◆ **WHAT YOU NEED TO DO**
1. Using the post on the Greek bailout, answer:
(a) By what date is the fifth tranche to be paid?
(b) How much does Greece owe in debt payments in August?
(c) To which magazine did Jean-Claude Juncker give his interview?
2. Translate this sentence from the post on the Greek bailout into Spanish: "The IMF is expected to meet on July 8 to approve it."
3. Write a continuation of the post on the Greek bailout, starting after its last sentence.

◆ **TEXT PROVIDED**
%%

July 3, 2011

Greece sovereignty massively limited by EU following bailout

The 5th bailout tranche to Greece, has now been approved.

From Reuters:

"Euro zone finance ministers agreed on Saturday to disburse a further 12 billion euros to Greece and said the details of a second aid package for Athens would be finalised by mid-September. After a conference call, the 17 euro zone ministers agreed that the fifth tranche of the 110-billion-euro bailout agreed with Greece in May 2010 would be paid by July 15, as long as the IMF's board signs off on the disbursement. The IMF is expected to meet on July 8 to approve it. The payment will allow Greece to avoid the immediate threat of default, but the country still needs a second rescue package, which is also expected to total around 110 billion euros and which will now likely only be finalised in September. Between now and then, finance ministers will work on the "precise modalities and scale" of the private sector's involvement in the second aid package, which Germany hopes will eventually total around 30 billion euros. Greece said it expected a final decision on a second bailout programme by mid-September to keep the country financed.


The question is how long will the money last, 1-2-3 months at best and then we are back again to square one.
Greece has 18.2 bn in debt payments in August, 12 billion clearly are not enough to cover the shortfall, where will they get the rest?


As if it was not enough 1 hour ago a new warning has been issued by the Eurogroup chairman Jean-Claude Juncker. He warned Greeks that help from the EU and International Monetary Fund would have unpleasant consequences.


"The sovereignty of Greece will be massively limited," he told Germany's Focus magazine in the interview released on Sunday, adding that teams of experts from around the euro zone would be heading to Athens.

%%

◆ **DATASET ENTRIES**
%%

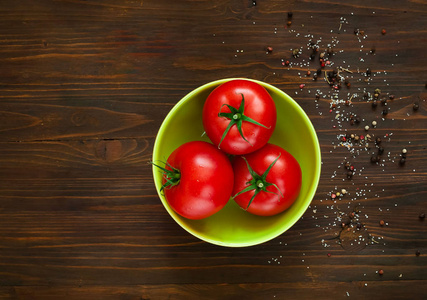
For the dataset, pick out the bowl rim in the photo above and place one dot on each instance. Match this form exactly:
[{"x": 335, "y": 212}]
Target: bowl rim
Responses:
[{"x": 313, "y": 185}]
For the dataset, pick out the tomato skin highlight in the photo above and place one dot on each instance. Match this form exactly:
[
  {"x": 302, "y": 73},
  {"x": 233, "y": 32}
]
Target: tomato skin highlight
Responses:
[
  {"x": 259, "y": 106},
  {"x": 285, "y": 174},
  {"x": 206, "y": 180}
]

%%

◆ **ANSWERS BELOW**
1.
(a) By July 15.
(b) 18.2 billion.
(c) Germany's Focus magazine.

2. Se espera que el FMI se reúna el 8 de julio para aprobarlo.

3.
"One cannot be allowed to insult the Greeks. But one has to help them. They have said they are ready to accept expertise from the euro zone," Juncker said.
Juncker also said Greece must privatize on a scale similar to the sell off of East German firms in the 1990s.
"For the forthcoming wave of privatizations they will need, for example, a solution based on a model of Germany's 'Treuhand agency'," Juncker said, referring to the privatization agency that sold off 14,000 East German firms between 1990 and 1994.
Athens must sell off 5 billion euros in state assets this year alone or risk missing targets set under its EU/IMF program, which could cut off its funding needed to keep the government running and avoid a debt default.
"The current package of measures, which Athens has agreed to, will bring a solution to the Greek question," said Juncker. However, he added that the Greek tax collection system was "not fully functional."
Financial markets still see an 81 percent chance that Greece will eventually default, and German Finance Minister Wolfgang Schaeuble told Der Spiegel in an interview that Berlin was making preparations for such an event -- even though it does not expect it to happen.